§ TASK REQUIREMENTS: Please set down the records below exactly as they appear.

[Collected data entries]
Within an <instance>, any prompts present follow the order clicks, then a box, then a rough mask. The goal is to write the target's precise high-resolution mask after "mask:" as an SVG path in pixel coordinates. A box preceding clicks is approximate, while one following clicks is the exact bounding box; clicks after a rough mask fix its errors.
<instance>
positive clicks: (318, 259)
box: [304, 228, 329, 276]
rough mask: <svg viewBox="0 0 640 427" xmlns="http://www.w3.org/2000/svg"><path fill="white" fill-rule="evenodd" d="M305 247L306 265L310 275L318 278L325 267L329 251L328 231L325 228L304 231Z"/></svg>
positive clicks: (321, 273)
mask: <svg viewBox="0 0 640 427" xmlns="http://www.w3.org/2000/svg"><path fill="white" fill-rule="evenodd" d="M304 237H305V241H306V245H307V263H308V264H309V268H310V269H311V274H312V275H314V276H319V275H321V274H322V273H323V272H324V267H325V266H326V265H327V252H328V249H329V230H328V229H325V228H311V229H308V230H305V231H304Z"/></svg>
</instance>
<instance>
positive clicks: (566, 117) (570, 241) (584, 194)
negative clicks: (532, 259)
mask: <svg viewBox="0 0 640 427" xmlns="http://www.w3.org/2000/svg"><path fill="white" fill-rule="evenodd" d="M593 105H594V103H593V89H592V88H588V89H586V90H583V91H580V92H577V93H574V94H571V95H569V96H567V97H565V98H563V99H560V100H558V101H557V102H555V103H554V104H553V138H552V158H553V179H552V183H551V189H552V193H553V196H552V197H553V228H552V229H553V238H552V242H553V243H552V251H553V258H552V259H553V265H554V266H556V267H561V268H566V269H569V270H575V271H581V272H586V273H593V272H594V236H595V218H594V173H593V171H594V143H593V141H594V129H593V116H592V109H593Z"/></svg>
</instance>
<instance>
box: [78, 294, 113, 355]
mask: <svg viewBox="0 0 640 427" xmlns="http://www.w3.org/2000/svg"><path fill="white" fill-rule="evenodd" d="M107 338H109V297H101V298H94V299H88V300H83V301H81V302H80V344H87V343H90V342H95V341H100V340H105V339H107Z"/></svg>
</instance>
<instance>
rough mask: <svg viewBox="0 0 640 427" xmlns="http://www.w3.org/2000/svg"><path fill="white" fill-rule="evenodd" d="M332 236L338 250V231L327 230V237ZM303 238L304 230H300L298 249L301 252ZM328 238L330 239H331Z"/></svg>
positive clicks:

§ EXPECTED ANSWER:
Within an <instance>, any prompts present follow the order clicks, then a box, then a rough mask. The goal is to write the target's precise high-resolution mask after "mask:" as an SVG path in pixel coordinates. A box preceding clicks is approximate, while one following clicks is the exact bounding box; clicks after a rough mask fix its errors.
<instance>
positive clicks: (318, 259)
box: [304, 228, 329, 276]
rough mask: <svg viewBox="0 0 640 427" xmlns="http://www.w3.org/2000/svg"><path fill="white" fill-rule="evenodd" d="M305 247L306 265L310 275L318 278L325 267L329 251L328 231L325 228L304 231Z"/></svg>
positive clicks: (321, 273)
mask: <svg viewBox="0 0 640 427" xmlns="http://www.w3.org/2000/svg"><path fill="white" fill-rule="evenodd" d="M304 237H305V241H306V245H307V263H308V264H309V268H310V269H311V274H312V275H314V276H319V275H321V274H322V273H323V272H324V267H325V266H326V265H327V252H328V249H329V230H328V229H325V228H311V229H308V230H305V231H304Z"/></svg>
</instance>
<instance>
positive clicks: (566, 117) (570, 241) (584, 194)
negative clicks: (532, 259)
mask: <svg viewBox="0 0 640 427" xmlns="http://www.w3.org/2000/svg"><path fill="white" fill-rule="evenodd" d="M593 105H594V103H593V89H592V88H588V89H586V90H583V91H580V92H577V93H574V94H571V95H569V96H567V97H565V98H563V99H560V100H558V101H557V102H555V103H554V104H553V138H552V158H553V179H552V183H551V189H552V193H553V196H552V197H553V228H552V229H553V238H552V242H553V243H552V251H553V258H552V259H553V265H554V266H556V267H561V268H566V269H569V270H575V271H581V272H586V273H593V272H594V236H595V218H594V173H593V171H594V143H593V141H594V129H593V116H592V109H593Z"/></svg>
</instance>
<instance>
box: [78, 294, 113, 355]
mask: <svg viewBox="0 0 640 427" xmlns="http://www.w3.org/2000/svg"><path fill="white" fill-rule="evenodd" d="M107 338H109V297H101V298H94V299H88V300H83V301H81V302H80V344H87V343H90V342H95V341H100V340H105V339H107Z"/></svg>
</instance>
<instance>
rough mask: <svg viewBox="0 0 640 427" xmlns="http://www.w3.org/2000/svg"><path fill="white" fill-rule="evenodd" d="M332 236L338 250V231L327 230V237ZM303 238L304 230H300L298 249L301 252ZM328 238L330 239H331Z"/></svg>
positive clicks:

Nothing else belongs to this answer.